- To be done: Please copy word for word the lines in the entries below, from the line with "[segment] human eye" to the line with "POLYGON ((102 116, 111", both ends included, and nothing else.

** Start of Data for processing **

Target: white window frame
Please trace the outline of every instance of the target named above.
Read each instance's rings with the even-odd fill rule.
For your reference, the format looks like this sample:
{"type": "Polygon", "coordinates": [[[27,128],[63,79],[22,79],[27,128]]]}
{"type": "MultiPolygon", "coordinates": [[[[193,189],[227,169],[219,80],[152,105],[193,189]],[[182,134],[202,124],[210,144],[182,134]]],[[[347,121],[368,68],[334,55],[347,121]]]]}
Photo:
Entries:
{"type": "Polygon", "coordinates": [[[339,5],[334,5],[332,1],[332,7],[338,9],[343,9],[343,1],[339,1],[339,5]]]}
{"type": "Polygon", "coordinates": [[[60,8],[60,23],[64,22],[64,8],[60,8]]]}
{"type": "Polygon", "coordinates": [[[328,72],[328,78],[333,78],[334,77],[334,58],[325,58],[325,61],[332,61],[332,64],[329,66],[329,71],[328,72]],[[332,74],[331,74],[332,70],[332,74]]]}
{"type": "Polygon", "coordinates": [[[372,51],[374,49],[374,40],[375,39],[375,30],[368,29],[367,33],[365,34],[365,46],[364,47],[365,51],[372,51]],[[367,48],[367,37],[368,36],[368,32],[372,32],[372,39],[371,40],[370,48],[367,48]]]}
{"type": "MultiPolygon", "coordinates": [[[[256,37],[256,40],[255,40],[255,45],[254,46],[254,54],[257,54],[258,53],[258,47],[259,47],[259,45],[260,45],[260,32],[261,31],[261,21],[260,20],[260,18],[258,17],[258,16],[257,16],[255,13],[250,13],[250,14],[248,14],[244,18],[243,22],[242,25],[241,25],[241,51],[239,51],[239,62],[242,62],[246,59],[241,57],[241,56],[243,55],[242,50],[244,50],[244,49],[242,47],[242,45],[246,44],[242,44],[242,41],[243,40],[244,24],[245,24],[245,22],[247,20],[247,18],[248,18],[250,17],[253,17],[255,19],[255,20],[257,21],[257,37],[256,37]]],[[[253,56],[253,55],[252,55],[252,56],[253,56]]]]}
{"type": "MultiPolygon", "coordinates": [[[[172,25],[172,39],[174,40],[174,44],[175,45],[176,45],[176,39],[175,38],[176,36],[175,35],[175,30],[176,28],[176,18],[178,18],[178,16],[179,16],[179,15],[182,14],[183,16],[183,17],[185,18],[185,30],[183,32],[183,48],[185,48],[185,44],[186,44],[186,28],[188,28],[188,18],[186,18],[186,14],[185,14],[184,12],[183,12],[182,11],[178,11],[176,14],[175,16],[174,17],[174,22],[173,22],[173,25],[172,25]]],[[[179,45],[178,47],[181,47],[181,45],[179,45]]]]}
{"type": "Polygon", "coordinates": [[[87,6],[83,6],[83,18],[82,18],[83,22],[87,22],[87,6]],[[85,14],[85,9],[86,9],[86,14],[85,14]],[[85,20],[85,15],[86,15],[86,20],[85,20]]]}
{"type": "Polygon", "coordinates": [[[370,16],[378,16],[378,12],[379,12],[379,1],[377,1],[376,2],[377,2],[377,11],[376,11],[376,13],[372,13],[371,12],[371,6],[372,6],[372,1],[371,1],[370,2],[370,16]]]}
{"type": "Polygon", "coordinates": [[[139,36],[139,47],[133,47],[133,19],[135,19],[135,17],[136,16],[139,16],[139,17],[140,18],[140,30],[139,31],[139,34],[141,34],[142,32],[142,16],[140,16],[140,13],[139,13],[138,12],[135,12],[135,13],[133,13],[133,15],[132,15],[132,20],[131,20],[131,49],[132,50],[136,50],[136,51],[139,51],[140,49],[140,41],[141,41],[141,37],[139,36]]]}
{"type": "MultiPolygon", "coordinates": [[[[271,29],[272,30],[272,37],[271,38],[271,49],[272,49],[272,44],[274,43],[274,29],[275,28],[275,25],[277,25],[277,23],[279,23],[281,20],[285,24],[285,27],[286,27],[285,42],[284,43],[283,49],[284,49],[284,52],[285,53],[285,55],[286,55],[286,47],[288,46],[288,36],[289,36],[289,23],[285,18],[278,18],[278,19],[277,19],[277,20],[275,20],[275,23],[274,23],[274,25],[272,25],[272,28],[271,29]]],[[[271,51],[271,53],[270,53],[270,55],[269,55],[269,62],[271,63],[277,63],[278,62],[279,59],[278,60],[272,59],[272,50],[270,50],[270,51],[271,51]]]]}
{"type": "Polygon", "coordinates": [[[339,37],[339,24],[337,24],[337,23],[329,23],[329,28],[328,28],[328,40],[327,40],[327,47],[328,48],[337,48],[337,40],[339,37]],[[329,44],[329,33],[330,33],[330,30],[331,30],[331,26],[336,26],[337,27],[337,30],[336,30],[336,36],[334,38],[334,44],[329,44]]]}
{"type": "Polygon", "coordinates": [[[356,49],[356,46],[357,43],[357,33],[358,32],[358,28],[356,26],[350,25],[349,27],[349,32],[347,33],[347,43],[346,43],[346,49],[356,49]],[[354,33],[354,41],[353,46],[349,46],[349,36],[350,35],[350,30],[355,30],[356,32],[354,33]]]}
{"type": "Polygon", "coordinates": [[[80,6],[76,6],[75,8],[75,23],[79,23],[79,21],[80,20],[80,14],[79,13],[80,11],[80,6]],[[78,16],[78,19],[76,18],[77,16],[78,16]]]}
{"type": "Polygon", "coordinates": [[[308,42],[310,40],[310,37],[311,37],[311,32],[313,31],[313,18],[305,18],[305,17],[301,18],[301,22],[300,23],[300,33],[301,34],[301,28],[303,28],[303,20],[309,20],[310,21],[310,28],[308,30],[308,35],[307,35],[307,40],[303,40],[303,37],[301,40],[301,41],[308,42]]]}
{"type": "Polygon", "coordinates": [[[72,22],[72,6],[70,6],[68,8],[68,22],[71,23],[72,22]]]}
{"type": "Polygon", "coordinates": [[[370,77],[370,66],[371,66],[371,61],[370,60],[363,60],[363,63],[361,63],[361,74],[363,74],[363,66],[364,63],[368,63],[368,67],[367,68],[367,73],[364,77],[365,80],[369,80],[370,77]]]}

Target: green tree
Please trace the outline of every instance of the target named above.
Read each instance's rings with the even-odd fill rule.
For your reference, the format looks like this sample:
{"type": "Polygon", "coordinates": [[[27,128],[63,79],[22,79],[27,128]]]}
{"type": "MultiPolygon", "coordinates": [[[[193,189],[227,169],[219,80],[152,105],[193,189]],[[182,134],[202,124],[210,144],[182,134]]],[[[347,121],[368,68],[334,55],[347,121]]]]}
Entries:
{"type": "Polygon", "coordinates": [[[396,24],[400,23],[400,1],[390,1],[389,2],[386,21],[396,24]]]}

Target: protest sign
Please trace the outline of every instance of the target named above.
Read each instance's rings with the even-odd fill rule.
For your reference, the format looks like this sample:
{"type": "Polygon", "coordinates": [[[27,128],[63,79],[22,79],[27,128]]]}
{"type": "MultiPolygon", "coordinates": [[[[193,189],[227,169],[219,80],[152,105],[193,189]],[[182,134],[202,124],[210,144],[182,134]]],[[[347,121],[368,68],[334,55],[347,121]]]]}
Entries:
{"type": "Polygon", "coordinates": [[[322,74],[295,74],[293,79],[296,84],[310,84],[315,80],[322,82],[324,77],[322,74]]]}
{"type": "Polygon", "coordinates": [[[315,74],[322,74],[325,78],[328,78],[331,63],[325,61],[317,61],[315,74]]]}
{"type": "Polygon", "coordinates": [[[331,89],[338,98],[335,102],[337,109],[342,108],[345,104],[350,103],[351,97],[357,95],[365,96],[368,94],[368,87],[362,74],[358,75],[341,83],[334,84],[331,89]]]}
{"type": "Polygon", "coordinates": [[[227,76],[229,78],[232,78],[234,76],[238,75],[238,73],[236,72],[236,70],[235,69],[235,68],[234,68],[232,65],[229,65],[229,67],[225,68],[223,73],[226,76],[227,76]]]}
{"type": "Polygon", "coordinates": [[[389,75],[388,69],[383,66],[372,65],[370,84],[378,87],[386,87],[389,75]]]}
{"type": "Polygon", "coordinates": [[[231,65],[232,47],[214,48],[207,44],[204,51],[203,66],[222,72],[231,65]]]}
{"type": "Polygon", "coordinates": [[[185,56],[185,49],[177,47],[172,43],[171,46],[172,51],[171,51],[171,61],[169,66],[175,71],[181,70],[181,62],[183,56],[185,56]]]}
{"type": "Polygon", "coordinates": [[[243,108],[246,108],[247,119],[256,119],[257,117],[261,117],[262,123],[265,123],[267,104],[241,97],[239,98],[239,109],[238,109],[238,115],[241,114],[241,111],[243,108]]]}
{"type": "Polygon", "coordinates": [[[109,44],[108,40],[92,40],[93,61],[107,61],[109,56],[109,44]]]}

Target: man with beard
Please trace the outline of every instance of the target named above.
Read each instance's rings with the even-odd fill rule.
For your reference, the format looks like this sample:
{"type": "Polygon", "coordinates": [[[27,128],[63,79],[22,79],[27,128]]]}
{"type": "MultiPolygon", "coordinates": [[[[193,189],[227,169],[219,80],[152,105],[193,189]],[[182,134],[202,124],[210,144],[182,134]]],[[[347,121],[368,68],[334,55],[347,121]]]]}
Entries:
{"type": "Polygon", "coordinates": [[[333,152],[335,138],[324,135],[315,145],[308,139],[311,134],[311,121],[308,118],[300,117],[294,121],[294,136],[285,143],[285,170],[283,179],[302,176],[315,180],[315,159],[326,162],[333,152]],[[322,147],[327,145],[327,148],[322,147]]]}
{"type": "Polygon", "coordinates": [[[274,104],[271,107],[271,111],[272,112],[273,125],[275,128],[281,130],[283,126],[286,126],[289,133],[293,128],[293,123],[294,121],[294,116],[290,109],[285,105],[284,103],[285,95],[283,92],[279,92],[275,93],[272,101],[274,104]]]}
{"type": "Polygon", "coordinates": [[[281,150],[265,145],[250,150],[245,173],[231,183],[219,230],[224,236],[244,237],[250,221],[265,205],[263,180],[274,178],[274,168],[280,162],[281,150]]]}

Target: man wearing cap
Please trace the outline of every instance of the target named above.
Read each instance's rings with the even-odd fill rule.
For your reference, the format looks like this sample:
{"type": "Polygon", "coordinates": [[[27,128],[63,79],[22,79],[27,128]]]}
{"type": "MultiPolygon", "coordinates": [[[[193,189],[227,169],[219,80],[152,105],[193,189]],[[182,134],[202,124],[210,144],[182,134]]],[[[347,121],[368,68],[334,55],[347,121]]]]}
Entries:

** End of Data for processing **
** Start of Data for processing **

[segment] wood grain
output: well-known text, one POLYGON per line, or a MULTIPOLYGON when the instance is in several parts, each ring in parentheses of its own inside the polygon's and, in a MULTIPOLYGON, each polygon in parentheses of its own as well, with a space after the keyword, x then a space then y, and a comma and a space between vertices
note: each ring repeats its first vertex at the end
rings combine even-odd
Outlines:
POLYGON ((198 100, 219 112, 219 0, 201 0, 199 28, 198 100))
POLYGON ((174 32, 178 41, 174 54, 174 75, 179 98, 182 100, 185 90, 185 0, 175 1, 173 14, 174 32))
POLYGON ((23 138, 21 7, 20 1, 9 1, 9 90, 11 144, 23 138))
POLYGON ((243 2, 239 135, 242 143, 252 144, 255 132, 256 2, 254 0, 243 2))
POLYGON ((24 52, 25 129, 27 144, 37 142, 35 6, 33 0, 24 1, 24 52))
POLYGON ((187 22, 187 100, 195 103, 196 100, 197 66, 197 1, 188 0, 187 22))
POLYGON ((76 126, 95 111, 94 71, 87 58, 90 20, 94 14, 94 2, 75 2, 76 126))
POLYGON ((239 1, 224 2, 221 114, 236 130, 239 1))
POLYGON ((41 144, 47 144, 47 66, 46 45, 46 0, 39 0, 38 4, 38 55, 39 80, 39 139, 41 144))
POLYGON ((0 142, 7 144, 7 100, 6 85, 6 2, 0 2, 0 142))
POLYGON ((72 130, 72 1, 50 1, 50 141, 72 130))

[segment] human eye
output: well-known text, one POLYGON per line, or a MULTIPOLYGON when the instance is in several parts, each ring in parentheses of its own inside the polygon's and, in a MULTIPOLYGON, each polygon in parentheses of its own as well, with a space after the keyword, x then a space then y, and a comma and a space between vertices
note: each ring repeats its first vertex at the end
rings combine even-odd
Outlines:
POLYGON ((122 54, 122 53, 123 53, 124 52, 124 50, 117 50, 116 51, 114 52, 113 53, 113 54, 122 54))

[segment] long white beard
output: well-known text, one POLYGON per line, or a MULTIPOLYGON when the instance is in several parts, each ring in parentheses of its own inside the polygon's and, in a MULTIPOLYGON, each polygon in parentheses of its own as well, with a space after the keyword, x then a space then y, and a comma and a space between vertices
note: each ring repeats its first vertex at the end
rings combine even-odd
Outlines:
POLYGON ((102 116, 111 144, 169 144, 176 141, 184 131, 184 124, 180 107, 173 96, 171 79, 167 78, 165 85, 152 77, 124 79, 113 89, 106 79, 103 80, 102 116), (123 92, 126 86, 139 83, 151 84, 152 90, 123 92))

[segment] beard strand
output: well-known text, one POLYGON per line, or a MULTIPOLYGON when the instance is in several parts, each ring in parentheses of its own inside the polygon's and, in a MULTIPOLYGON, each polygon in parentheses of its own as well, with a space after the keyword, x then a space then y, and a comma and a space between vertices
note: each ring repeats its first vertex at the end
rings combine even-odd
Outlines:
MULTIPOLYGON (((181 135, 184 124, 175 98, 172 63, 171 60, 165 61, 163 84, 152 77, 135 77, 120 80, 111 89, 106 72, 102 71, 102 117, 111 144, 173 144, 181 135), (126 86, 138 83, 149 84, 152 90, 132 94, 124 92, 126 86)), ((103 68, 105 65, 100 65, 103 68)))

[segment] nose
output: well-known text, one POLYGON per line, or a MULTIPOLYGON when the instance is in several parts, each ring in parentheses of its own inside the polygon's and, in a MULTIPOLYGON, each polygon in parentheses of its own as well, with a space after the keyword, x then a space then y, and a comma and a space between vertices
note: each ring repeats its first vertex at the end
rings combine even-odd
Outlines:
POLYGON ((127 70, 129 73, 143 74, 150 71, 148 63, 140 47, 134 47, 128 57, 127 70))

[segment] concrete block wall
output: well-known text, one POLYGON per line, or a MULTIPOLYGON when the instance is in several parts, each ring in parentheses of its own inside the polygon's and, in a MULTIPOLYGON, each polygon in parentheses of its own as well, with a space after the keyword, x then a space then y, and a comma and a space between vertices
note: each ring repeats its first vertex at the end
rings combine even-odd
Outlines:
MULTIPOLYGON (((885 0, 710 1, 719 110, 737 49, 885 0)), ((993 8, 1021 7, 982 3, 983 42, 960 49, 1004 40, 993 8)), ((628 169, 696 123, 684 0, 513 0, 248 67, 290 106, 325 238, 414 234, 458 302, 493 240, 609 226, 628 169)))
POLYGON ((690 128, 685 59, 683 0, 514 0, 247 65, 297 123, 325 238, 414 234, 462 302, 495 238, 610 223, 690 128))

** End of Data for processing **
** Start of Data for processing **

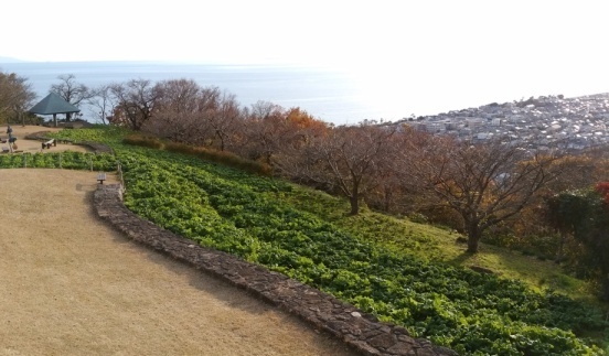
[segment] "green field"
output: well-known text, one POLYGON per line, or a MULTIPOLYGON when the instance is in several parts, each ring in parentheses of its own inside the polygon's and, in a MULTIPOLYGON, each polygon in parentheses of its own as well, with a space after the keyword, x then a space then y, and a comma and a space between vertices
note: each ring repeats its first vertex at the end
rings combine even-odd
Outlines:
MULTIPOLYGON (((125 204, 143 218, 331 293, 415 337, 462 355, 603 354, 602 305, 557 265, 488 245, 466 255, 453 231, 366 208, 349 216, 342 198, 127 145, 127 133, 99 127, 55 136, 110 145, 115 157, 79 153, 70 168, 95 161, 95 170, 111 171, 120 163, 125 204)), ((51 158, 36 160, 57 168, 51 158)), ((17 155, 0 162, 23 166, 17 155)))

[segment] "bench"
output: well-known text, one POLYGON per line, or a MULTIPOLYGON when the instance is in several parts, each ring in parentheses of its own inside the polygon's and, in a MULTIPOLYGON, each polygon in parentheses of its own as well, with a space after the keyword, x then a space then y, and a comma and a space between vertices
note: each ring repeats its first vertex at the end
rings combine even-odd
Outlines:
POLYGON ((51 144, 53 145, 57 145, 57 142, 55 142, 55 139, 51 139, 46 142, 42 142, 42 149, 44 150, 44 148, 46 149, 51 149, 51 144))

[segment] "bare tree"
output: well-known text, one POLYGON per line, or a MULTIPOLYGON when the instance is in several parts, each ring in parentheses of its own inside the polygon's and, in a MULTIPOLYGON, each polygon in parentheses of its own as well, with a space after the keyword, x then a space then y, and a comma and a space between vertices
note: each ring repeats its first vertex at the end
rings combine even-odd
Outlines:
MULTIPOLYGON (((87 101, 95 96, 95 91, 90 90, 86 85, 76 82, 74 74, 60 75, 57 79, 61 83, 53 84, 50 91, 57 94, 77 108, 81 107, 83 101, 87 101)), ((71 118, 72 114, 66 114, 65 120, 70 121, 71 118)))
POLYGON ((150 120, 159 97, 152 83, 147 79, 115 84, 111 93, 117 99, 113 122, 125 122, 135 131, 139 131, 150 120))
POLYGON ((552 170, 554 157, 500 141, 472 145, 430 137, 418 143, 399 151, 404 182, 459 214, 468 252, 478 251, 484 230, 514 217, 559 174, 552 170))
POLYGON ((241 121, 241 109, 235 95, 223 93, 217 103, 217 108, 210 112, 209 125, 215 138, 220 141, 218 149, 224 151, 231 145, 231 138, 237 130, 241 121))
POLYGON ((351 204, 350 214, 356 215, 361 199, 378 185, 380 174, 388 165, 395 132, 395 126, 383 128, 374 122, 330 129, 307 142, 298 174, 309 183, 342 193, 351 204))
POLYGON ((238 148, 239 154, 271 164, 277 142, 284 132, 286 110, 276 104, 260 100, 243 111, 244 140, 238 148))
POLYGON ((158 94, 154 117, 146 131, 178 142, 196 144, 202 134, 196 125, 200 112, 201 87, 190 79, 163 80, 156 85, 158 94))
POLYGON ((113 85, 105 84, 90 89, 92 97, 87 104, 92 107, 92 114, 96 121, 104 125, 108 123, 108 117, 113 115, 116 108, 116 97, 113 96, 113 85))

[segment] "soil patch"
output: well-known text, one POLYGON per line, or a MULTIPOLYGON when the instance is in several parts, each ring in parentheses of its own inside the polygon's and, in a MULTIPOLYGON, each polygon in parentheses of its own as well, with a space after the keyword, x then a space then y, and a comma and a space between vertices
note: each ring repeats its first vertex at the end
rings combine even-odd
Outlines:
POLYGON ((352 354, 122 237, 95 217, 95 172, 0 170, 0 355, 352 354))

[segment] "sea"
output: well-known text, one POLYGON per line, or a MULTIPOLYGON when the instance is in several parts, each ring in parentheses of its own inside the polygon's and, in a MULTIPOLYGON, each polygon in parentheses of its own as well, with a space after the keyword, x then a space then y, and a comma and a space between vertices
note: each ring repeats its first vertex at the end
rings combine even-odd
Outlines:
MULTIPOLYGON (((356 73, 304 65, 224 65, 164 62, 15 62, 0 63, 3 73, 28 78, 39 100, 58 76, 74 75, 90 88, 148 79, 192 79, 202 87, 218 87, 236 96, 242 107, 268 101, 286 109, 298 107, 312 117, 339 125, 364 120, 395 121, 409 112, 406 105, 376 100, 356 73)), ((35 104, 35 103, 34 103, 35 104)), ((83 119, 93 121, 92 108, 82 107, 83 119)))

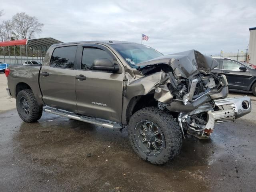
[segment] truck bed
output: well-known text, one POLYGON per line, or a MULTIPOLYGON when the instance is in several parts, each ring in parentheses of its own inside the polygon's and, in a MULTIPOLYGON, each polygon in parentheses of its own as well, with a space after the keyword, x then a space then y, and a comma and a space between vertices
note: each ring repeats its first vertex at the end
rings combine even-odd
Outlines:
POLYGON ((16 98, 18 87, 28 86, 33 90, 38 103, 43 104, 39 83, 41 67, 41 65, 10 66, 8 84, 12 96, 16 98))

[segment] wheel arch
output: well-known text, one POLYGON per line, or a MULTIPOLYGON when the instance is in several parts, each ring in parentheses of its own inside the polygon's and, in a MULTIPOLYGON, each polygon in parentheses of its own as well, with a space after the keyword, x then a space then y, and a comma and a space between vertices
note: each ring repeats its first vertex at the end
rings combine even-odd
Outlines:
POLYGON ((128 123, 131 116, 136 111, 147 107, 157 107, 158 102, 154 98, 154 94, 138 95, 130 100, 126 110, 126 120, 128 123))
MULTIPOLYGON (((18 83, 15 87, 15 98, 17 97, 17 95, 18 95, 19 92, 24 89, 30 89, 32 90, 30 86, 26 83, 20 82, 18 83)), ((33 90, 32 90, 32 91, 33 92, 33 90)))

** End of Data for processing **

- Complete output:
[segment] human eye
output: well-known text, one POLYGON per line, or a MULTIPOLYGON when the instance is in several parts, each ring in parentheses of its own inside the polygon's and, in a MULTIPOLYGON, each polygon in parentheses of its own as well, with a space after the keyword, x then a space then y, and a comma and a space between vertices
note: each ring repeats its first vertex at the end
rings combine even-odd
Outlines:
POLYGON ((122 54, 122 53, 123 53, 124 52, 124 50, 117 50, 116 51, 114 52, 113 53, 113 54, 122 54))

[segment] long white beard
output: well-known text, one POLYGON per line, or a MULTIPOLYGON when the instance is in several parts, each ring in parentheses of its own inside the polygon's and, in a MULTIPOLYGON, each polygon in parentheses of its own as well, with a space after the keyword, x then a space then y, and a comma and a space between vertices
note: each ring repeats its first vertex at the end
rings combine even-odd
Outlines:
POLYGON ((102 116, 111 144, 169 144, 176 141, 184 131, 184 124, 180 107, 173 96, 171 79, 167 78, 165 85, 152 77, 124 79, 113 89, 106 79, 103 80, 102 116), (123 92, 126 86, 139 83, 151 84, 152 90, 123 92))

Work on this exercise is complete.